▼▼▼

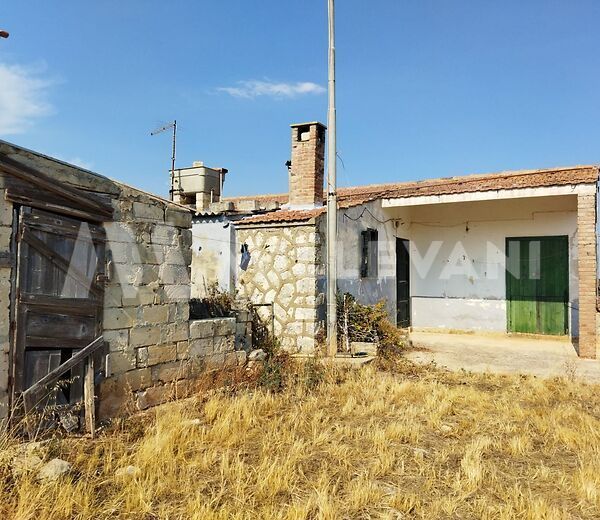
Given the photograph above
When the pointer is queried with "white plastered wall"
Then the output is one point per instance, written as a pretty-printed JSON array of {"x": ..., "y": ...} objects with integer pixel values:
[
  {"x": 458, "y": 257},
  {"x": 351, "y": 221},
  {"x": 213, "y": 255}
]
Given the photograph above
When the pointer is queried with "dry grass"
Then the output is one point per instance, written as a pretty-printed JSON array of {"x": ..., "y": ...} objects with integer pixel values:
[{"x": 416, "y": 443}]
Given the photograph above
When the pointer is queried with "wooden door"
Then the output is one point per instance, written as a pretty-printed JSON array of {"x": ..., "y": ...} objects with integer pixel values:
[
  {"x": 537, "y": 285},
  {"x": 402, "y": 282},
  {"x": 60, "y": 268}
]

▲▲▲

Write out all of the data above exactly, pictures excluded.

» Solution to this task
Given the photograph above
When the pointer is queried with "white plastered wall"
Then the output is one point per instance, written as a pretty-printed JSON array of {"x": ..., "y": ...} objects with integer pixel values:
[
  {"x": 458, "y": 257},
  {"x": 351, "y": 221},
  {"x": 213, "y": 255}
]
Given the photograph above
When the pointer is queried with "dry grass"
Then the output is one point per instance, written as a pretty-printed JSON array of {"x": ..., "y": ...} objects with integer pixel values:
[{"x": 416, "y": 443}]
Given the photograph above
When the pointer is queried with "wooden door"
Then the output is one point per instance, written as a pretty-printed JSON array of {"x": ..., "y": ...} objects with integer pixel values:
[
  {"x": 537, "y": 285},
  {"x": 402, "y": 282},
  {"x": 60, "y": 268}
]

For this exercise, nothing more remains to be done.